▸ Page extract
Introduction
To address the problem, we used the Yelp dataset.
Yelp is a crowd-sourced local business review and social networking site. The site has pages devoted to individual locations, such as restaurants or schools, where Yelp users can submit a review of their products or services using a 1 to 5 stars rating system. These reviews and ratings help other Yelp users to evaluate a business or a service and make a choice.
While reviews add more detail, it is not possible or feasible to read each and every review to find out whether people liked the service or not. Our aim is to find out meaningful information to better understand the data in a time saving and cost-effective way. We will try to find out whether the reviews were positive or negative in order to find out how the businesses are being perceived among people.
Why focus on the reviews when we have the ratings? It is true that users generally go by the rating of the services provided by other users. But the ratings don’t help in determining what is good about one business than the other, it is the ratings that answer questions like ‘How is the ambience of a restaurant?’, ‘What is the best dish a restaurant serves’, ‘how is the customer care of a service?’ etc. To sum it up, ratings don’t provide much detail about anything other than the popularity of a business.
One more thing to consider is the fact that ratings can be fake as it hardly takes any time to rate a service. On the other hand, we can assume that reviews are a more genuine source of information as it takes some efforts from the end user of the service giving it more validation.

[Rows from a dataset]
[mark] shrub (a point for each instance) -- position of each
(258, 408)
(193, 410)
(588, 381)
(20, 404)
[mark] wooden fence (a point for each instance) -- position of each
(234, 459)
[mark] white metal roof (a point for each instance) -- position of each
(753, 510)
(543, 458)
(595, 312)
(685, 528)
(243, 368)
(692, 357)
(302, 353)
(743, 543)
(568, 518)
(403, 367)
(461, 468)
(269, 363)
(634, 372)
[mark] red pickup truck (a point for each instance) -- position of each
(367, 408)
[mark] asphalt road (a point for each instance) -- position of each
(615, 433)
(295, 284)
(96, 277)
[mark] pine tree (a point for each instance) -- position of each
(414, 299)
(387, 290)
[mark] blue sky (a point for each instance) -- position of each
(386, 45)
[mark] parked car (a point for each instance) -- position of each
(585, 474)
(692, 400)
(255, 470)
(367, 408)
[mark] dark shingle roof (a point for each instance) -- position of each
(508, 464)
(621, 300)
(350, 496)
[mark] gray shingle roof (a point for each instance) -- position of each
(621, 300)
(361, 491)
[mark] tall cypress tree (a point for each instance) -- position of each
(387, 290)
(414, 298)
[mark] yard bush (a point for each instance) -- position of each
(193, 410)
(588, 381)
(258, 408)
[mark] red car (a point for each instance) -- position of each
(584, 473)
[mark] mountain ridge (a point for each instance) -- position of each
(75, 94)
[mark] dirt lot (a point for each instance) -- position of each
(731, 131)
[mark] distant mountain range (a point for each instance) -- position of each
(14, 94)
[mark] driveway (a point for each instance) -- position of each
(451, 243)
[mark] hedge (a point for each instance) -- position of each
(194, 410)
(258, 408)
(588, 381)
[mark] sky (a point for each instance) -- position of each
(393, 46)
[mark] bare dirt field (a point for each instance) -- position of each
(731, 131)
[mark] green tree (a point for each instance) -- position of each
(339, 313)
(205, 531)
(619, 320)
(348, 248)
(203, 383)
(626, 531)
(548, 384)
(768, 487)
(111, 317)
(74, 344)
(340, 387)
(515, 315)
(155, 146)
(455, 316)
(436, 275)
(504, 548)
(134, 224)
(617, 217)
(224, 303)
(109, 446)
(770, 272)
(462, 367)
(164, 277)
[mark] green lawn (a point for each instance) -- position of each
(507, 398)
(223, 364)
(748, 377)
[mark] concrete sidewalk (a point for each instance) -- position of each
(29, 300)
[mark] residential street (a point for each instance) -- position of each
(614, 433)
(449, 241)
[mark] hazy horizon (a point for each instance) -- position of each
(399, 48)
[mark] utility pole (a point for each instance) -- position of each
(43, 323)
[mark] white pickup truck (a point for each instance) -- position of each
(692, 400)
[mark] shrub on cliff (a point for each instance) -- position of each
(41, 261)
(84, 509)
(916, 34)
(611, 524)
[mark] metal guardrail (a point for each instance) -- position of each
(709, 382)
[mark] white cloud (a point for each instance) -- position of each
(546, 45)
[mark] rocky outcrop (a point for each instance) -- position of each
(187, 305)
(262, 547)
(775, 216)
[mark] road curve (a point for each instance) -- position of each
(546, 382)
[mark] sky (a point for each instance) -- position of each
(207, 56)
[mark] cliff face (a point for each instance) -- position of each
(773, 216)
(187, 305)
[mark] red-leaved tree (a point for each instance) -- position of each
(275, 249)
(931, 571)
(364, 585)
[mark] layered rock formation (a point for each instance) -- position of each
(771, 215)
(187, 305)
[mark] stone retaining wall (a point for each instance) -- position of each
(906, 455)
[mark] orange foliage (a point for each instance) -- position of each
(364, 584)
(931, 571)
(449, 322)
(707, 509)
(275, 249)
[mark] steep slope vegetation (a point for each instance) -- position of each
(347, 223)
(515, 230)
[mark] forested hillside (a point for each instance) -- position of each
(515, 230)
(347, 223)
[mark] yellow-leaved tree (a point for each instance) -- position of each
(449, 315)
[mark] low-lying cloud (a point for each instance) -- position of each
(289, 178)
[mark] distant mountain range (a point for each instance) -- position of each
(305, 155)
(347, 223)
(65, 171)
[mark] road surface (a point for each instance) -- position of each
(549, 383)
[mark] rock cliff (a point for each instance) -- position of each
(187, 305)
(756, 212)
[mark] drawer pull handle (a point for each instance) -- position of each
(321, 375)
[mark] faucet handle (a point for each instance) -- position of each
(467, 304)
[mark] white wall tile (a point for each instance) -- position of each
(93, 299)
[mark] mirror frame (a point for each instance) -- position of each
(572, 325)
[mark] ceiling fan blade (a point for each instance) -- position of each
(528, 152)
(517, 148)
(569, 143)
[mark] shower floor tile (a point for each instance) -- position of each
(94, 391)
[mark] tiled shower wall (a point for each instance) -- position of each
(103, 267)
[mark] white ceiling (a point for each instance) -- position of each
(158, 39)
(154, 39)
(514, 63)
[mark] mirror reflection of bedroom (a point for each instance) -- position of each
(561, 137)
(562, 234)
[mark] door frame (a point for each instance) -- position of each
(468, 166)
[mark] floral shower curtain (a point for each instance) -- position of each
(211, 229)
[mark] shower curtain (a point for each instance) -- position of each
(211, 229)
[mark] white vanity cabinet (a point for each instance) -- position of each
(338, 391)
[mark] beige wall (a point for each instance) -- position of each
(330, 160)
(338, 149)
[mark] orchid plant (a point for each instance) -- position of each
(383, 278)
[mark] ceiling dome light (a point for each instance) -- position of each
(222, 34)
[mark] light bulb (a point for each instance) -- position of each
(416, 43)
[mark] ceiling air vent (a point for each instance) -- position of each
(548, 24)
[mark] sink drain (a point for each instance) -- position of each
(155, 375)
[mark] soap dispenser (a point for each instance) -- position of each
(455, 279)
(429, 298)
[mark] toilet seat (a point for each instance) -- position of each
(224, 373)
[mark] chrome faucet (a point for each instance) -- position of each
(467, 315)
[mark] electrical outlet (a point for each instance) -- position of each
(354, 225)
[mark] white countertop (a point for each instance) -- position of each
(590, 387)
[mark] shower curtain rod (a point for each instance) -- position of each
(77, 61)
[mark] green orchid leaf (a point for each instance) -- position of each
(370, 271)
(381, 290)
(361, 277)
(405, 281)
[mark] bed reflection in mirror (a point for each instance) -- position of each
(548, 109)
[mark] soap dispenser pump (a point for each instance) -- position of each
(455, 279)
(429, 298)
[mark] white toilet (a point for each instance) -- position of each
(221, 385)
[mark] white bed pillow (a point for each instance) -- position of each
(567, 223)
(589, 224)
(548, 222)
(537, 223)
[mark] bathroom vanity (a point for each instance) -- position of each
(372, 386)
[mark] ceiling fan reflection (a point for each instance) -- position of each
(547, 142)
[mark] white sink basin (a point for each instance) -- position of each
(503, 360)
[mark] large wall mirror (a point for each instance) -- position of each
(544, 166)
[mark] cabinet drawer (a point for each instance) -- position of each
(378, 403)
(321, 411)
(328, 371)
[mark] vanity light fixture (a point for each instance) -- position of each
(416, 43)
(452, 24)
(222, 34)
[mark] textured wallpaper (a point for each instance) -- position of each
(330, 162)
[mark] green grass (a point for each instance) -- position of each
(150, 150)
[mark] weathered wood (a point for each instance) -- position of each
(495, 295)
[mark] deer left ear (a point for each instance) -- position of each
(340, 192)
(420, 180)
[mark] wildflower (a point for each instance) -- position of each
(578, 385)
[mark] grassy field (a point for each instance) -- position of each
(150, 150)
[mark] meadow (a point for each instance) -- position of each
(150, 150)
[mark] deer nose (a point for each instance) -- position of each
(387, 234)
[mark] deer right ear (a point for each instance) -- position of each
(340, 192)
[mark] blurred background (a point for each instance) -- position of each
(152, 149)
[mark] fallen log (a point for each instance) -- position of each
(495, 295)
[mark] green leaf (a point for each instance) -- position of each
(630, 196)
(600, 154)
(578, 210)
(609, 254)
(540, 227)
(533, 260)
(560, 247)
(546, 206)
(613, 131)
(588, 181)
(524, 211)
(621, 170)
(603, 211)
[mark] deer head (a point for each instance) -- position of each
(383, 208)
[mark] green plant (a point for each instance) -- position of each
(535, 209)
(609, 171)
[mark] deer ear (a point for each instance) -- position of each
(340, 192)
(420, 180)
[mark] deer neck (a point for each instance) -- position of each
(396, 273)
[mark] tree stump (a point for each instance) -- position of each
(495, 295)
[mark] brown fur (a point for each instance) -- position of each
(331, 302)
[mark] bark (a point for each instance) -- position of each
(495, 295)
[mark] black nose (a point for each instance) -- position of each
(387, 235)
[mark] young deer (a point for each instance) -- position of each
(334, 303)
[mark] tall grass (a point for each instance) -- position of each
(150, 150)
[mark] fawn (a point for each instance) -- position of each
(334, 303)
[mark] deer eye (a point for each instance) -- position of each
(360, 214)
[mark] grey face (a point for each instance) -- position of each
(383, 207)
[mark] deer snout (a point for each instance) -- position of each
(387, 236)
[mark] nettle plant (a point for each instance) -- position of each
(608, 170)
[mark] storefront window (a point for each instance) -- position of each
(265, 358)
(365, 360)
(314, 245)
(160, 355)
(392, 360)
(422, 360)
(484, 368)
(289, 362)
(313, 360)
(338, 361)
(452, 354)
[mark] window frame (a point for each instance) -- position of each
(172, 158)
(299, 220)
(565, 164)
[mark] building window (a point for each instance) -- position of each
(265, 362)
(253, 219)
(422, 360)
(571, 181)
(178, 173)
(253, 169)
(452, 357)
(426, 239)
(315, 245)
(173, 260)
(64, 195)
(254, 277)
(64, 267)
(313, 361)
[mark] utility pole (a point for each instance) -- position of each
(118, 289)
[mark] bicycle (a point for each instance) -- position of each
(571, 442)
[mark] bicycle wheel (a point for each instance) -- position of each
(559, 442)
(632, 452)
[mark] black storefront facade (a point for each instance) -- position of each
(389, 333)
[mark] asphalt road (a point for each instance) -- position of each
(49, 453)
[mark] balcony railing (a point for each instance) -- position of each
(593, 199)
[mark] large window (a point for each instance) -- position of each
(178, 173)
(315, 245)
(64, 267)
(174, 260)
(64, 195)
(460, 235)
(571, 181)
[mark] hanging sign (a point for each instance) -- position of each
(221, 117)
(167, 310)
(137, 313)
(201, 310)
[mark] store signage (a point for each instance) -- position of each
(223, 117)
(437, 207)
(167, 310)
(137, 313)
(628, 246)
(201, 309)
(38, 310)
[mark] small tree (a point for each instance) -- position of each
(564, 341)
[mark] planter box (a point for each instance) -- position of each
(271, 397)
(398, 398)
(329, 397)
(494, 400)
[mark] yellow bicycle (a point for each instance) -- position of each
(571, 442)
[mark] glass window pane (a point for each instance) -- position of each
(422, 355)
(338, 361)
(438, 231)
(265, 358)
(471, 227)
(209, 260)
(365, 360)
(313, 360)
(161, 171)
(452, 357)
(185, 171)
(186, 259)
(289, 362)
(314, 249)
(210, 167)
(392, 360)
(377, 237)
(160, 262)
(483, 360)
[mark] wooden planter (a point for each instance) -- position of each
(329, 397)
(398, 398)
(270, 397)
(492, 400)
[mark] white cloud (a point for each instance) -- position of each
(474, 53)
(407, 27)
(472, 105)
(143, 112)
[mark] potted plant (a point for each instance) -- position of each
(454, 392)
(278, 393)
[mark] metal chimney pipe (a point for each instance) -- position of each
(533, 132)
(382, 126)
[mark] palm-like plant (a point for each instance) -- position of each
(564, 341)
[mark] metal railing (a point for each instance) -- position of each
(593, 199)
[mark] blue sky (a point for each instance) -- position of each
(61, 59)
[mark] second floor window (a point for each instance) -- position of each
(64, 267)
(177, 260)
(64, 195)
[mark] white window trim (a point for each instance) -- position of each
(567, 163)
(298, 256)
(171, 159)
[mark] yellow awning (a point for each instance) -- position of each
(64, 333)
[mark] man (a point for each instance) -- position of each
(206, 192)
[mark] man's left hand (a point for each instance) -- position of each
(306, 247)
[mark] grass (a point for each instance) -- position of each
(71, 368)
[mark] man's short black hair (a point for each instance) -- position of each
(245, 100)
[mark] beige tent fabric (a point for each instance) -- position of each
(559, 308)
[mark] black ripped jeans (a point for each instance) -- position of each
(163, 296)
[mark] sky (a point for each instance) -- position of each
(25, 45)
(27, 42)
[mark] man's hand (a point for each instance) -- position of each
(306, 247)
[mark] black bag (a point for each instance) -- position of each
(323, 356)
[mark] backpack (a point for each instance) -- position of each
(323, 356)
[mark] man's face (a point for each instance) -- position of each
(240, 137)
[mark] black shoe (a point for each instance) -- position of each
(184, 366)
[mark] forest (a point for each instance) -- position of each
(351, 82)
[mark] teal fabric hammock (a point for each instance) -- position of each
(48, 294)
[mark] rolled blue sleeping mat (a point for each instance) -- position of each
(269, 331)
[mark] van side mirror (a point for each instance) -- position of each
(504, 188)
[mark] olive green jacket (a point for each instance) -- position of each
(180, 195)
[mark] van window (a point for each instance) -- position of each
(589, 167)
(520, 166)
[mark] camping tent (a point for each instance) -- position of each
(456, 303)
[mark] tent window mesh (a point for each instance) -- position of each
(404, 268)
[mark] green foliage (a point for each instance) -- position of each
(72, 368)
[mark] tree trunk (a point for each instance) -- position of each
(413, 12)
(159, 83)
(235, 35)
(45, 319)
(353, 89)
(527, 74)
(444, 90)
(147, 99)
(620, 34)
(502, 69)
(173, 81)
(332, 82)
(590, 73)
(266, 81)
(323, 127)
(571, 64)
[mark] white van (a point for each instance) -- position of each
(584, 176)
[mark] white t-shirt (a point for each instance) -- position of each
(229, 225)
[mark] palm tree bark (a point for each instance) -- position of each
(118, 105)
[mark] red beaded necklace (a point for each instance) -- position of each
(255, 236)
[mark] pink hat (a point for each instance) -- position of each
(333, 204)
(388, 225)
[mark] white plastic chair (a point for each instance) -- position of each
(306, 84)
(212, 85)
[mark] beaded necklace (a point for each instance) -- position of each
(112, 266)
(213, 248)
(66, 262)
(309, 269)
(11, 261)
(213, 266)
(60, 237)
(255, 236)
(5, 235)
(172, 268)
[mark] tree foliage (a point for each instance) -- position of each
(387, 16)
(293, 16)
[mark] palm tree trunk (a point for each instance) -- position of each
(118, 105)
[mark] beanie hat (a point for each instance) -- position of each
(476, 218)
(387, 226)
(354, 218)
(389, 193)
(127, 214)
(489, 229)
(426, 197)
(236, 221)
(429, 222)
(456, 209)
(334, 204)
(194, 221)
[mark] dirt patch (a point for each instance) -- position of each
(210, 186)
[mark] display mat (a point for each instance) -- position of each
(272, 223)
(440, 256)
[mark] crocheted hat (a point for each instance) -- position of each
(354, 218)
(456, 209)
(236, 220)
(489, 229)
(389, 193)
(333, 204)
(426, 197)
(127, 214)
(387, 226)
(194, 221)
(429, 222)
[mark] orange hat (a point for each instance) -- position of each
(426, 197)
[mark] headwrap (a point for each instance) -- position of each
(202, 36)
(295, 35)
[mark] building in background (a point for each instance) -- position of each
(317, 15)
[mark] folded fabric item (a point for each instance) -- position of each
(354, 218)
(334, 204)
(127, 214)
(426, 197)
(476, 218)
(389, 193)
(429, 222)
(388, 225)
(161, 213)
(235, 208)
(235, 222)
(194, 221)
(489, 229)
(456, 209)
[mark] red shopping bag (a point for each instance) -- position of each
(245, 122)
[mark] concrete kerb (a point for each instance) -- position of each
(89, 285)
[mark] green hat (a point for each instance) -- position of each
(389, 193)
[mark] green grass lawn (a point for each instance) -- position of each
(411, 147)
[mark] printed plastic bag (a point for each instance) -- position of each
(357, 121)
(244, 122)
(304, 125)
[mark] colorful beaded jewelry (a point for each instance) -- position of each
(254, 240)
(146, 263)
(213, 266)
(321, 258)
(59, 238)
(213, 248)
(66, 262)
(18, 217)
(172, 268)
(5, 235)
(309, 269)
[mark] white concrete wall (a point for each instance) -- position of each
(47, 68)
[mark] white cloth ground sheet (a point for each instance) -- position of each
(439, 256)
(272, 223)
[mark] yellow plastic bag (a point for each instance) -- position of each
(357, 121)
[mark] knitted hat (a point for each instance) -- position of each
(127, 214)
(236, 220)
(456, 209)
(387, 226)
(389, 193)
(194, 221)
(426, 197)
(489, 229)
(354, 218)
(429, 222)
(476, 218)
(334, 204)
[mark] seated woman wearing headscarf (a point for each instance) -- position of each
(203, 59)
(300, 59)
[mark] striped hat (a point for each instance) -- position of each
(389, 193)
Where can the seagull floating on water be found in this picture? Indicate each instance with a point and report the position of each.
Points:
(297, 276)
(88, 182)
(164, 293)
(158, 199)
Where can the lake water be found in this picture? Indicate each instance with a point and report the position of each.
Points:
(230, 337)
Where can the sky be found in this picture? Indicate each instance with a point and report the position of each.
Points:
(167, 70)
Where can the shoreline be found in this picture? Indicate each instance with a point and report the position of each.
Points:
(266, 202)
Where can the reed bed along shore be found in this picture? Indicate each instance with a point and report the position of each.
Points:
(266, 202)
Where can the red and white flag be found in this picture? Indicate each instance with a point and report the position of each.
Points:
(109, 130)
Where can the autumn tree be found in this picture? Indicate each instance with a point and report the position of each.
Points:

▸ What to do
1. In the Yelp introduction, what rating system do users apply when they submit a review?
2. Translate this sentence from the Yelp introduction into Spanish: "Yelp is a crowd-sourced local business review and social networking site."

▸ Solutions
1. A 1 to 5 stars rating system.

2. Yelp es un sitio de reseñas de negocios locales y de redes sociales basado en la colaboración colectiva.